* Task objective
Copy the records below word for word, omitting the pictures.

* Extracted entries
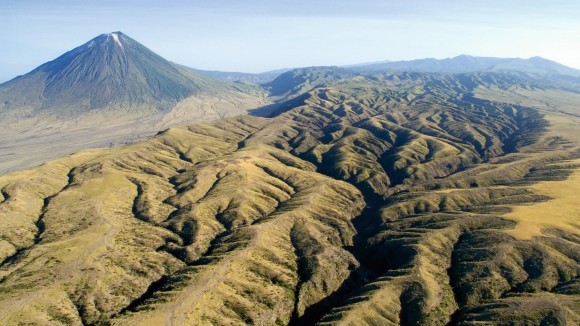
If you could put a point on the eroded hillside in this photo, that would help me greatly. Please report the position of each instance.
(391, 199)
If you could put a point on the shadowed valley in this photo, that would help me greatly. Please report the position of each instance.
(378, 199)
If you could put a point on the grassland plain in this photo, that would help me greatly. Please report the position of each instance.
(408, 198)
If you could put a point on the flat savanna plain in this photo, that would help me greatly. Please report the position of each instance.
(391, 199)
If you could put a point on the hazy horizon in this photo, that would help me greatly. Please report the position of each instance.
(257, 36)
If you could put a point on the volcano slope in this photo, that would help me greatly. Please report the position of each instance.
(106, 92)
(388, 199)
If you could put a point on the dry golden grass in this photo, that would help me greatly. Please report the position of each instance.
(562, 212)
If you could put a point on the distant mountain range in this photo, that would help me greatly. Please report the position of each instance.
(110, 71)
(113, 89)
(466, 63)
(106, 92)
(459, 64)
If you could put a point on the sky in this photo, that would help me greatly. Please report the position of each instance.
(262, 35)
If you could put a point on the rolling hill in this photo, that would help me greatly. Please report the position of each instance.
(400, 198)
(107, 91)
(467, 64)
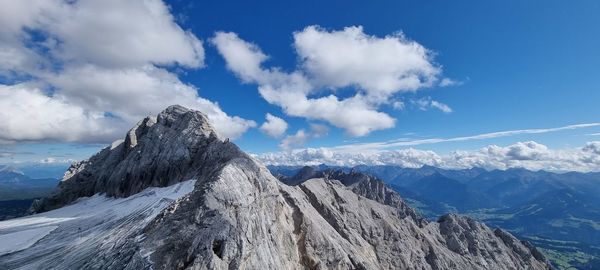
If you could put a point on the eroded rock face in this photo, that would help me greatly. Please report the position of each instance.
(241, 217)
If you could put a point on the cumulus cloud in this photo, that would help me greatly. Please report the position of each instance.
(426, 103)
(499, 134)
(592, 147)
(274, 126)
(379, 66)
(530, 155)
(29, 114)
(96, 67)
(298, 139)
(319, 130)
(376, 67)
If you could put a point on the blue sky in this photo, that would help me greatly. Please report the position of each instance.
(517, 65)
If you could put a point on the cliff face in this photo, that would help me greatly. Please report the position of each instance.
(238, 216)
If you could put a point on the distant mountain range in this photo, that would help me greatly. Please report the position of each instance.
(557, 211)
(18, 190)
(175, 195)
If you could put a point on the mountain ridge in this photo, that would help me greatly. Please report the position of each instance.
(239, 216)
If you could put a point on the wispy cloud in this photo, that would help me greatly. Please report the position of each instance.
(483, 136)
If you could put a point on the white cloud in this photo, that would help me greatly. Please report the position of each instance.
(95, 66)
(274, 126)
(592, 147)
(445, 82)
(405, 142)
(109, 33)
(379, 66)
(529, 155)
(298, 139)
(426, 103)
(29, 114)
(398, 105)
(390, 65)
(53, 160)
(319, 130)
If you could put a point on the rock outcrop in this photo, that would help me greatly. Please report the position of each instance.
(239, 216)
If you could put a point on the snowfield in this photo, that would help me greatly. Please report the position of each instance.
(80, 230)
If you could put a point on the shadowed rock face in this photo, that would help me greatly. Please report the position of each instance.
(239, 216)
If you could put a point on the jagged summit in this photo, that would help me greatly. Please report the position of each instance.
(237, 215)
(157, 151)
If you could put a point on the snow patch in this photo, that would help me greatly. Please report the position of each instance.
(84, 226)
(23, 239)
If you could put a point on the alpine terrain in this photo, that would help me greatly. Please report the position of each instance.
(175, 195)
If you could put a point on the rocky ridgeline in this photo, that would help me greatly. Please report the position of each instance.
(239, 216)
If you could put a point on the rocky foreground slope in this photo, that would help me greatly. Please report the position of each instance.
(239, 216)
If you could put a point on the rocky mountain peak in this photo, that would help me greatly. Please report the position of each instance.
(157, 151)
(239, 216)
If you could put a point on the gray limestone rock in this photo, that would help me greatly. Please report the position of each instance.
(239, 216)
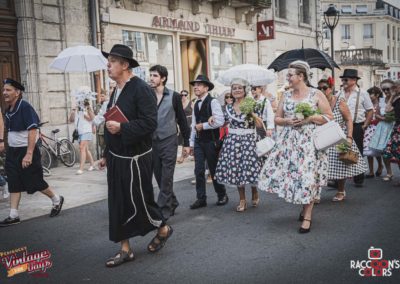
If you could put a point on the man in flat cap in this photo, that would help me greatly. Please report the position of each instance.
(23, 161)
(203, 140)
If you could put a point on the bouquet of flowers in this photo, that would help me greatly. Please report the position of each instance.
(304, 110)
(247, 106)
(389, 117)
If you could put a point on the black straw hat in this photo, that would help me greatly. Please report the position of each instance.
(14, 83)
(203, 79)
(124, 52)
(350, 73)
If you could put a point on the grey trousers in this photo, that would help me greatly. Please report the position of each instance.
(164, 160)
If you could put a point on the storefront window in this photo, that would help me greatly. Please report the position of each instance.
(151, 49)
(224, 55)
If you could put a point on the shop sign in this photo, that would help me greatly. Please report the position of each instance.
(265, 30)
(170, 23)
(191, 26)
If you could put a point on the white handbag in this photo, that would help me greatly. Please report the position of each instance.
(328, 135)
(264, 146)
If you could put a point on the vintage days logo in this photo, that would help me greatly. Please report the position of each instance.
(375, 266)
(19, 260)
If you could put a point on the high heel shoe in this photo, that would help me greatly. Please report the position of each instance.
(340, 196)
(255, 199)
(242, 206)
(303, 230)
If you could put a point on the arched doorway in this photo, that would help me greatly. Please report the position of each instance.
(9, 65)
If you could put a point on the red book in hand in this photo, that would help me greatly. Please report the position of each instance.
(115, 114)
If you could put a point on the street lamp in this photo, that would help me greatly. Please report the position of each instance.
(331, 18)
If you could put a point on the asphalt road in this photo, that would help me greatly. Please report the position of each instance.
(219, 245)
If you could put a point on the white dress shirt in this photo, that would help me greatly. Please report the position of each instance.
(364, 104)
(217, 113)
(268, 115)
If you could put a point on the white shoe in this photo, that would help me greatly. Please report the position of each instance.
(6, 193)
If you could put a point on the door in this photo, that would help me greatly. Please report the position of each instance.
(194, 60)
(9, 65)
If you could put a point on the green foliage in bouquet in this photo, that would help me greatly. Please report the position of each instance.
(247, 105)
(389, 117)
(343, 147)
(305, 109)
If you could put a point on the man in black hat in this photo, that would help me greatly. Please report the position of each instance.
(361, 108)
(132, 209)
(23, 161)
(203, 140)
(165, 139)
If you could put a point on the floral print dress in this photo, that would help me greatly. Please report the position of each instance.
(238, 163)
(294, 169)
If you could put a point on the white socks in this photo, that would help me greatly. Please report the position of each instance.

* Response
If you could put a point on the eroded hillside in this photo, that would help me greatly. Please report the position of each instance.
(391, 199)
If you could put a point on the shadowed valley in this photo, that would help me greatly. Please report the position of each instance.
(378, 199)
If you could put a point on the grassland plain in this photo, that would help me greatly. Please report the position of each instance.
(408, 198)
If you could put a point on the flat savanna plain in this photo, that would help me greatly. Please report the position of each instance.
(391, 199)
If you could put a point on the hazy horizon in this photo, that would help me greatly. Please report the position of each instance.
(257, 36)
If you could put a point on the volcano slope in this photo, that would help me greatly. Please report the position of each instance.
(106, 92)
(388, 199)
If you could put a point on the dry golden grass in this photo, that would help me greatly. Please report the position of each instance.
(562, 212)
If you could put a point on the distant mountain range in this photo, that would help me greatly. Please report the position of each instance.
(110, 71)
(113, 89)
(466, 63)
(106, 92)
(459, 64)
If you could put a point on the sky in this photo, that would help me greatly. Please report the position of each instance.
(262, 35)
If you could put a point on the rolling hill in this photo, that would help me greatly. Please report the position of each instance.
(400, 198)
(107, 91)
(467, 64)
If you could put a point on the eroded rock face in this photo, that would help me greatly. Please report the position of each instance.
(241, 217)
If you could put a point on the cumulus cloud in this photo, that would help me greatly. Please report the position of each instance.
(426, 103)
(499, 134)
(592, 147)
(274, 126)
(379, 66)
(530, 155)
(29, 114)
(96, 67)
(298, 139)
(319, 130)
(376, 67)
If you could put a point on the blue sky in this photo, that would help me greatly. Please report the position of each instance.
(517, 65)
If you could put a point on the cliff face in this photo, that would help me greatly. Please report the position of each instance.
(238, 216)
If you could put a point on the distant mountain range in this photo, that would help me greatly. Please report the position of each instance.
(557, 211)
(18, 190)
(175, 195)
If you could put a point on the mountain ridge in this photo, that would help me greatly. Please report the position of each instance.
(239, 216)
If you could put a point on the wispy cloud in this photo, that would help me greatly. Please report the position of each instance.
(483, 136)
If you could put a point on the white cloud in this photo, that would help me greatly. Please report the position of each instance.
(95, 66)
(274, 126)
(592, 147)
(445, 82)
(405, 142)
(109, 33)
(379, 66)
(529, 155)
(298, 139)
(426, 103)
(29, 114)
(398, 105)
(390, 65)
(53, 160)
(319, 130)
If you could put a point on the rock outcrop in this photo, that would help me greatly. Please report the position of each instance.
(239, 216)
If you could put a point on the snowfield in this photo, that would help me greatly. Please report the position of each instance.
(80, 230)
If you could put a point on the shadowed rock face in this photo, that would help me greatly. Please report the position of each instance.
(239, 216)
If you could put a point on the jagged summit in this photo, that would help me greatly. Please report the position of each instance.
(237, 215)
(157, 151)
If you could put a point on the snow patch in this photo, that would help me greatly. Please report the position of each instance.
(84, 226)
(23, 239)
If you could put a point on the alpine terrain in this photo, that would help me greatly. Please report the position of each instance.
(175, 195)
If you could put a point on the rocky ridgeline in this photo, that would help me greatly. Please report the position of each instance.
(239, 216)
If you could put a point on the rocky foreground slope in this photo, that would help me greatly. Please report the position of each instance.
(239, 216)
If you could put a point on the rocky mountain peak in this photo, that would help me greatly. Please report the position of each instance.
(157, 151)
(239, 216)
If you could put a point on the gray limestone rock in this photo, that would help me greatly. Please report the position of each instance.
(239, 216)
If you could put a point on the man in flat cap in this photo, that would help me greatly. Please report the position of each instance.
(23, 161)
(203, 140)
If you could put a point on the bouquet of flowers in this photo, that would help me greatly. Please report the position of each instance.
(304, 110)
(247, 106)
(389, 117)
If you could put a point on the black straw hat in this photo, that would help me greatly. Please report the position of each instance.
(14, 83)
(203, 79)
(124, 52)
(350, 73)
If you could put a point on the grey trousers in this photo, that would help me greatly. Please report the position of each instance.
(164, 160)
If you could put a point on the storefront window in this photo, that would help me greatly. Please report the position of each instance.
(151, 49)
(224, 55)
If you could put a point on the shop sign in this photo, that would help me greatly. Please report the position of each instance.
(265, 30)
(170, 23)
(191, 26)
If you could put a point on the white handbag in this photo, that would help me greatly. Please report the position of each instance.
(328, 135)
(264, 146)
If you could put a point on the vintage days logo in this photo, that would help me greatly. Please report the position of each instance.
(375, 266)
(19, 260)
If you could put a point on the high heel shoe in this photo, that would help me greatly. Please report the position of each instance.
(340, 196)
(255, 199)
(242, 206)
(303, 230)
If you could put a point on the arched doorway in this photo, that would help me greatly. Please report the position of each instance.
(9, 65)
If you could put a point on the red book in hand in this photo, that would help me greatly. Please report the position of each instance.
(115, 114)
If you could put a point on the street lamp in this photo, that would help me greatly. Please report the position of each instance.
(331, 18)
If you could put a point on the asphalt road in this photo, that would help me greatly. Please report the position of each instance.
(219, 245)
If you could put a point on the white dress shirt in this photo, that would help me greatly. Please report the position of each instance.
(364, 104)
(217, 113)
(268, 115)
If you could put a point on the white shoe in this photo, that would help me greatly. Please report the position of each instance.
(6, 193)
If you could put a point on the door in this photo, that would help me greatly. Please report the position of each instance.
(194, 60)
(9, 65)
If you could put a point on the green foliage in bouquet in this photo, that would help me greatly. Please report the position of each instance.
(247, 105)
(389, 117)
(343, 147)
(305, 109)
If you could put a point on the man in black hat in this photo, that would help me greatly. Please report the position of each instance.
(361, 108)
(132, 209)
(23, 161)
(203, 140)
(165, 139)
If you could put a point on the floral print dress in this photo, that would help me greatly. Please report the position of each instance.
(238, 163)
(294, 169)
If you could put a point on the white socks in this photo, that would help me greatly. Please report the position of each instance.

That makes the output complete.